### Instruction
Pull out every line of the entries below that contains the string "lawn", treating uppercase and lowercase letters as different.

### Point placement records
_ _ _ _ _
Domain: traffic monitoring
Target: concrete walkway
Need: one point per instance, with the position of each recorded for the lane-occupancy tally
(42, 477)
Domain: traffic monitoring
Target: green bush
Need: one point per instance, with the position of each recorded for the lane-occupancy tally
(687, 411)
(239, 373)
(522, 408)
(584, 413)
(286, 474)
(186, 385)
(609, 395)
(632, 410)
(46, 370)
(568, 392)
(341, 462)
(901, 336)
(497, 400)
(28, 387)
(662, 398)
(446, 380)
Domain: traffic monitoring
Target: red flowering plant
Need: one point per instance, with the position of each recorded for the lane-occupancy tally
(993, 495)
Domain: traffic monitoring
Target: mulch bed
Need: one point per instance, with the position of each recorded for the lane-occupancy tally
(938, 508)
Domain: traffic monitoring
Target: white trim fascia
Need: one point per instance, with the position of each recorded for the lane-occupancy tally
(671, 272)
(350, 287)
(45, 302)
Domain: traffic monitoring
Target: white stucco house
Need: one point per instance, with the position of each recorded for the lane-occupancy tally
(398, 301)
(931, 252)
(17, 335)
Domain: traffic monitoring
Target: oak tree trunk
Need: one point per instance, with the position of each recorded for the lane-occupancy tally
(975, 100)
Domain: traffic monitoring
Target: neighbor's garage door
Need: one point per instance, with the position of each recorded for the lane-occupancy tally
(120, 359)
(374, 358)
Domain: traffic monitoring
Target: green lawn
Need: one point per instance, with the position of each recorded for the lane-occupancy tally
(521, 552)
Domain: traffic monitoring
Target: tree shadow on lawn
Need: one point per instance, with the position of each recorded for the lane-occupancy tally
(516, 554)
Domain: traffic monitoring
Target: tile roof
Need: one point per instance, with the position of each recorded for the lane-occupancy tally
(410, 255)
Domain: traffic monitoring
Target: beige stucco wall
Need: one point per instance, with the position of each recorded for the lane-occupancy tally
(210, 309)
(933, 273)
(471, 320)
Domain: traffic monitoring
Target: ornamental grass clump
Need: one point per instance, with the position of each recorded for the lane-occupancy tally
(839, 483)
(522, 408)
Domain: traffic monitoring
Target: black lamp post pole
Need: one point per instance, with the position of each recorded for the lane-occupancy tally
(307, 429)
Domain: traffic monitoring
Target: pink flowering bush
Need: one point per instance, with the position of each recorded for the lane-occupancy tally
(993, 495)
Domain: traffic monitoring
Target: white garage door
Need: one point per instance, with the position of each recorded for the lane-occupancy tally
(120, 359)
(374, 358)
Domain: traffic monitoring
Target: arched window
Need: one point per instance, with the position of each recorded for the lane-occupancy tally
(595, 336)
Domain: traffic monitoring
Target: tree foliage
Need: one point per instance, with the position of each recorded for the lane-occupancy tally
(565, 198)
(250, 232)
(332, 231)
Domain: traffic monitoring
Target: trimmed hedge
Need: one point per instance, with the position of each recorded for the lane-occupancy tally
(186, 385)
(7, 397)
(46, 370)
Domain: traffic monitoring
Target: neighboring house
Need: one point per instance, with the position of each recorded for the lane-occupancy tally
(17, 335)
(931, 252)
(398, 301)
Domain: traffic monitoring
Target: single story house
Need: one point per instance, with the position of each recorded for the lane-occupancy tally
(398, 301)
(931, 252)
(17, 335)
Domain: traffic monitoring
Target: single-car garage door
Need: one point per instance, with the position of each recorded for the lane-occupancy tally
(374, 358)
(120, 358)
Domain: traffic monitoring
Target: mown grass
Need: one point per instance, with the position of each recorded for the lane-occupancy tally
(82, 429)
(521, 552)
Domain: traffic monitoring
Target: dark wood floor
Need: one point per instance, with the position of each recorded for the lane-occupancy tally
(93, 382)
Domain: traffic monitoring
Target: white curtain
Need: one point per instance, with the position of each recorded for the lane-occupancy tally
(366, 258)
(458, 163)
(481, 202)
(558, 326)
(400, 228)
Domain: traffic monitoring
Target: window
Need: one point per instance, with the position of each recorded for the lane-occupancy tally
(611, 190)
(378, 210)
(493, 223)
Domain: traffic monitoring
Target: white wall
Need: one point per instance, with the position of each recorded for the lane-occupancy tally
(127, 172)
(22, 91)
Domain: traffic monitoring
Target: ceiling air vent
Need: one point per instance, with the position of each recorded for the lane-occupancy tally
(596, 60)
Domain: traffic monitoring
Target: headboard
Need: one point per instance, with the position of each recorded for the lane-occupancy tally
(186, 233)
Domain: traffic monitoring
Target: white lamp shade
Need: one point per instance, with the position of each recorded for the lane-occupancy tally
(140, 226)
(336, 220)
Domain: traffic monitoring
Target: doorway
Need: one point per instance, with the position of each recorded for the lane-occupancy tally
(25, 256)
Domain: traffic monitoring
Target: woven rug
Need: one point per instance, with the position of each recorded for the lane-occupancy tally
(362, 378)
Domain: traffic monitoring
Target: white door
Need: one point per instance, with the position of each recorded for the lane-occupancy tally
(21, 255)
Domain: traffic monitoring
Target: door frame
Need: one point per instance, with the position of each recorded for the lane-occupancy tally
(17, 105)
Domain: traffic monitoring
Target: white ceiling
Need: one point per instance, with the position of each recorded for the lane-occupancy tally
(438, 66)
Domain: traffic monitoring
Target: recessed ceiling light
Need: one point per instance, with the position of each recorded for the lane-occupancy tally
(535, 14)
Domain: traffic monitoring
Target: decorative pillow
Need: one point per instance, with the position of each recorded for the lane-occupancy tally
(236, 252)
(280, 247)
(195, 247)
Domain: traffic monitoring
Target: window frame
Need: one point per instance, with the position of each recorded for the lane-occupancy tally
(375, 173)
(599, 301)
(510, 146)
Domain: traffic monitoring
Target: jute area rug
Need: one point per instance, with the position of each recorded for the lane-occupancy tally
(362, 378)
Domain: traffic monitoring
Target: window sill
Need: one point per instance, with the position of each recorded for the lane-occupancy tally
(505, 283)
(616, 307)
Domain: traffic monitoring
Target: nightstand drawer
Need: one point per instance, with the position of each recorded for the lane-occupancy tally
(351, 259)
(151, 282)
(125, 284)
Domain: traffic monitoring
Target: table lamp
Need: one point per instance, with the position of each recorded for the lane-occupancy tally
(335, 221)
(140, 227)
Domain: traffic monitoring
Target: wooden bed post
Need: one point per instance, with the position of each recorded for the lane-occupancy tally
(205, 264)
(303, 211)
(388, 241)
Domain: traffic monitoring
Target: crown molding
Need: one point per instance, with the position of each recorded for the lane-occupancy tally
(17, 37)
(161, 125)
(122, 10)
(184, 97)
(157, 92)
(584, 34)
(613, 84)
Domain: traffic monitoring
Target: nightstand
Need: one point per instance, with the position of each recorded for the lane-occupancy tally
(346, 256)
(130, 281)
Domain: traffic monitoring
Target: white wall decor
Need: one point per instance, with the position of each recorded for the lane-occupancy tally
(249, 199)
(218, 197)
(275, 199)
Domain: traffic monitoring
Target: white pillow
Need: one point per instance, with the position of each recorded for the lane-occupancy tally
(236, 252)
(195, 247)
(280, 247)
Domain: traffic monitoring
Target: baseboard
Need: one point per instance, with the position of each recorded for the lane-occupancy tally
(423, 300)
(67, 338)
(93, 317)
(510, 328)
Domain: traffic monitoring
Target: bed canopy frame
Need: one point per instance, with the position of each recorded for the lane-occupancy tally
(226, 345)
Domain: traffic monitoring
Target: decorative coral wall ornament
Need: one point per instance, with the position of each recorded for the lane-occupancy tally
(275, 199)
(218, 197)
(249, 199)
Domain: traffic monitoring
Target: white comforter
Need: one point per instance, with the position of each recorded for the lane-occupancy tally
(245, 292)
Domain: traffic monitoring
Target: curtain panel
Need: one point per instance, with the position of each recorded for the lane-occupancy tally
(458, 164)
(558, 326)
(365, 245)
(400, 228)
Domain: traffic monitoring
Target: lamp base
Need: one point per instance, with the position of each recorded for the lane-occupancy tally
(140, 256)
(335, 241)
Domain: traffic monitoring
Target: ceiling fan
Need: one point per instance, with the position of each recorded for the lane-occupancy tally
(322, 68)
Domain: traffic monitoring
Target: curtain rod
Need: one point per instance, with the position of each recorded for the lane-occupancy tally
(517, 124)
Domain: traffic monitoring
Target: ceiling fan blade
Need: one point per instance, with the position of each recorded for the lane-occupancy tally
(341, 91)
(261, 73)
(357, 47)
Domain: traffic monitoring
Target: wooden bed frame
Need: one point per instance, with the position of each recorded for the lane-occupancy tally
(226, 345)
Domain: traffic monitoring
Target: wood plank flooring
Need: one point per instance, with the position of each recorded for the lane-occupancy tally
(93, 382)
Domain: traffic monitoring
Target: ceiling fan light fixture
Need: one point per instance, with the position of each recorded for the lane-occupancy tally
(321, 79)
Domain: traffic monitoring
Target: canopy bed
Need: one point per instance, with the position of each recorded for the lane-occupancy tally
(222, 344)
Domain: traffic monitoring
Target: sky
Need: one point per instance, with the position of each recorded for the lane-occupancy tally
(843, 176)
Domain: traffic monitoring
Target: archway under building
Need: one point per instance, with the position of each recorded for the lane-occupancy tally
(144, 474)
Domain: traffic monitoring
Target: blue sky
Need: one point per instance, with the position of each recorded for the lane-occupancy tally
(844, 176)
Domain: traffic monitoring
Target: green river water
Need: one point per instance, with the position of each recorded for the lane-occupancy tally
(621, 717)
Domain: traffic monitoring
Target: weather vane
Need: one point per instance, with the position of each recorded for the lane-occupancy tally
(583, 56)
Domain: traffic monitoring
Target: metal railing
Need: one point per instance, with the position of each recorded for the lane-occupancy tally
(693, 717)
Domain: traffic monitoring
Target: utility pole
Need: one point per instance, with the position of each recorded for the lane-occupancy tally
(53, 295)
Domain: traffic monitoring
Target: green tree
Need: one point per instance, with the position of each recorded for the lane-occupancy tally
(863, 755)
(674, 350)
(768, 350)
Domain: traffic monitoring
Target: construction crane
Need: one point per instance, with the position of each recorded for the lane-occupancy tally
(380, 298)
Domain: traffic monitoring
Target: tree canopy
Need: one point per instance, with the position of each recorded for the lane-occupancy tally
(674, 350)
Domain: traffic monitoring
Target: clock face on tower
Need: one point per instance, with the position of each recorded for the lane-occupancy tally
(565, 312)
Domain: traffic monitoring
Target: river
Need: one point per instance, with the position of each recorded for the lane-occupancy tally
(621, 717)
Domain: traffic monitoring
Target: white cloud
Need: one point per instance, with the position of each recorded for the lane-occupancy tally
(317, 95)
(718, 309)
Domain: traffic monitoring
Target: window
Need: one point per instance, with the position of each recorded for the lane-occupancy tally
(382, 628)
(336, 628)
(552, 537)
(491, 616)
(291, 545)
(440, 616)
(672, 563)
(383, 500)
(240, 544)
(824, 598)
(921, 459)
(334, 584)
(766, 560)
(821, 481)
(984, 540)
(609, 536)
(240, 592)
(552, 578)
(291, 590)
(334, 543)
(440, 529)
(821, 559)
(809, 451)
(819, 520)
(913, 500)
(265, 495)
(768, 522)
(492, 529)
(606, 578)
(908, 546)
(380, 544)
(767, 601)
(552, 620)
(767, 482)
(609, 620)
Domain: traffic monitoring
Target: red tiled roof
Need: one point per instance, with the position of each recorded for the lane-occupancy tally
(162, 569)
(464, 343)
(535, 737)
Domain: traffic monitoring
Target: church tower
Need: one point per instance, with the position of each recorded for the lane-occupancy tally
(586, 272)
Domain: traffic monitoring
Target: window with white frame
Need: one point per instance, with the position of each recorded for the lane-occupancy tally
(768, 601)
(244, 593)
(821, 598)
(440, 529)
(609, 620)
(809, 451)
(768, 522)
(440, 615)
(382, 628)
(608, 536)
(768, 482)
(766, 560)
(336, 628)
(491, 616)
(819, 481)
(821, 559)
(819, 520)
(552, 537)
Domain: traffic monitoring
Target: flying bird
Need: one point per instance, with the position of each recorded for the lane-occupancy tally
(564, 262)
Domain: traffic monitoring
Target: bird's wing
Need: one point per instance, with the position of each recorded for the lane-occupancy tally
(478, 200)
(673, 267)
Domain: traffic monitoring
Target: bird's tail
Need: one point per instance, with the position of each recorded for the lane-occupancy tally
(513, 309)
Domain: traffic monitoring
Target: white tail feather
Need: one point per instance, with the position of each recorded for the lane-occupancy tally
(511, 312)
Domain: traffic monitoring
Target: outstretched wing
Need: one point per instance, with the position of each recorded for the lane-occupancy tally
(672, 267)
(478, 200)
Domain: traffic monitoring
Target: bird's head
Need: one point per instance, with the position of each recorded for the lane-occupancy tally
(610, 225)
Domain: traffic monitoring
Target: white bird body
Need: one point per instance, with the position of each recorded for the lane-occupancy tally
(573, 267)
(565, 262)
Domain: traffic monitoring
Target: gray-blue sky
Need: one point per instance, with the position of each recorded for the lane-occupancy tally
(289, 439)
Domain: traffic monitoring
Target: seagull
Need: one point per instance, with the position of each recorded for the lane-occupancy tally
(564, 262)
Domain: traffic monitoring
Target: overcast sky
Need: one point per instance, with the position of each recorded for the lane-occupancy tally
_ _ _ _ _
### Written solution
Target: green lawn
Target: tree shadow on lawn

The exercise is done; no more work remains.